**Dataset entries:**
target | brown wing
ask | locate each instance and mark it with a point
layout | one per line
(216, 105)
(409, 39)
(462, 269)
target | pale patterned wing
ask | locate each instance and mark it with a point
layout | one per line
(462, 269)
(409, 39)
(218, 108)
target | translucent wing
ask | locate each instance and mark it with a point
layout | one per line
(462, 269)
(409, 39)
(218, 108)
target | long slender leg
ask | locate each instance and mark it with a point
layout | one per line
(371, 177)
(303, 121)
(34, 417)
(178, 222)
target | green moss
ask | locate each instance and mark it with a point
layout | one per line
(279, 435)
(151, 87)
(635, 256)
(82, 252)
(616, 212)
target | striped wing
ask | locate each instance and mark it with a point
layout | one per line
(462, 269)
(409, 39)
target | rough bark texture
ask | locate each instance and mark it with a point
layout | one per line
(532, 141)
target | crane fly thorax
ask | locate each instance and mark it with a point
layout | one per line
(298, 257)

--

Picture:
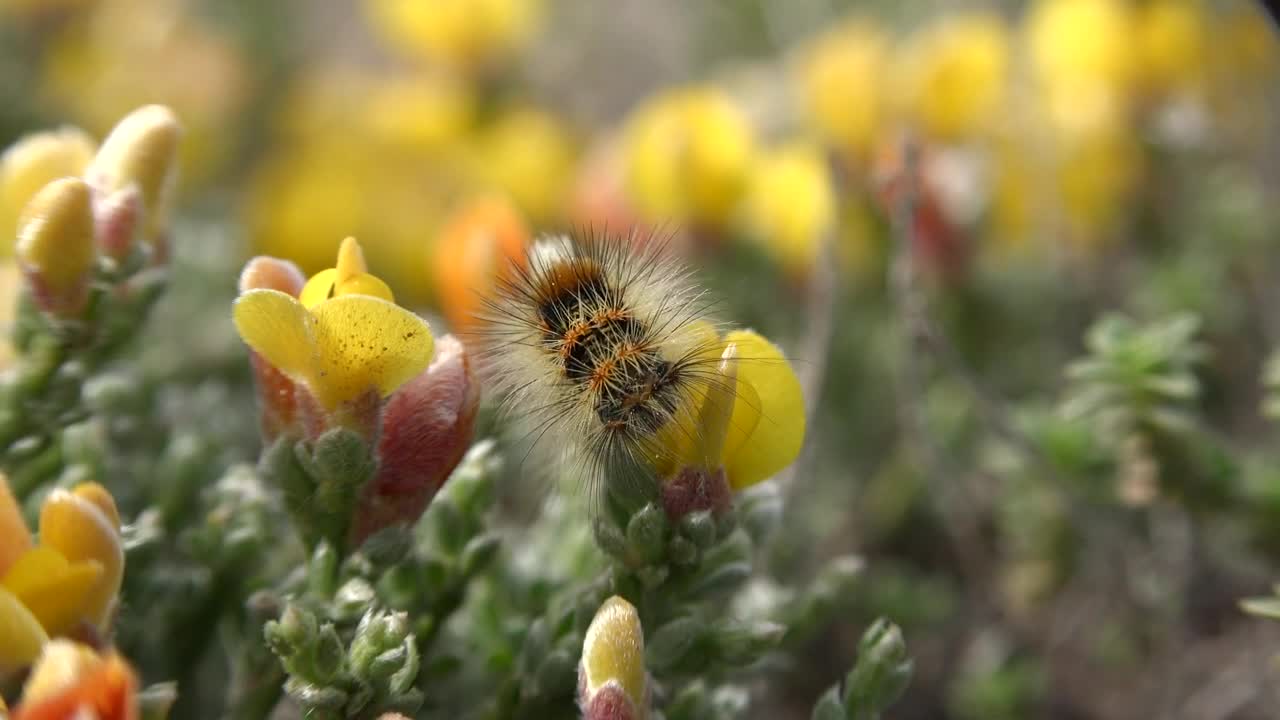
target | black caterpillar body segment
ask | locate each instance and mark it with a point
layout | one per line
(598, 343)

**What you should do:** For this exercise, output exactly the lines above from the line with "target | pale patterned wing" to the line with "target | green moss", counting both, and leave out the rest.

**Answer for this exercise:**
target | pale patterned wing
ask | locate each instance and mark it with a point
layout | one per line
(462, 269)
(409, 39)
(218, 108)
target | translucent wing
ask | locate each instance and mark it with a point
layout | one per line
(462, 269)
(409, 39)
(218, 108)
target | long slender leg
ask | locate each instance and mark it with a point
layout | one per line
(371, 177)
(303, 121)
(34, 417)
(178, 222)
target | green moss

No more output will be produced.